(Excerpts from a location annotation dataset)
■ ■ ■ ■ ■

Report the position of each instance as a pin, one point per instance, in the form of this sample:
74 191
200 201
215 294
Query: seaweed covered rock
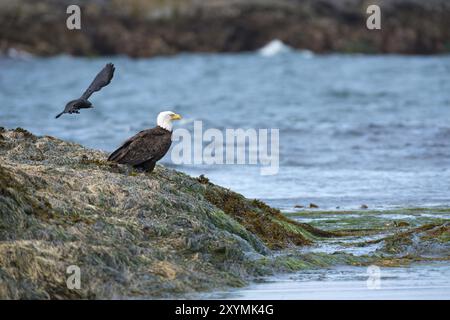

■ ■ ■ ■ ■

Goal:
Write out every line of the items above word for word, leaving the pictures out of your answer.

Solution:
Report the position of each instance as a pin, one point per instance, in the form of this sample:
74 191
200 201
215 294
Query: seaweed covered rock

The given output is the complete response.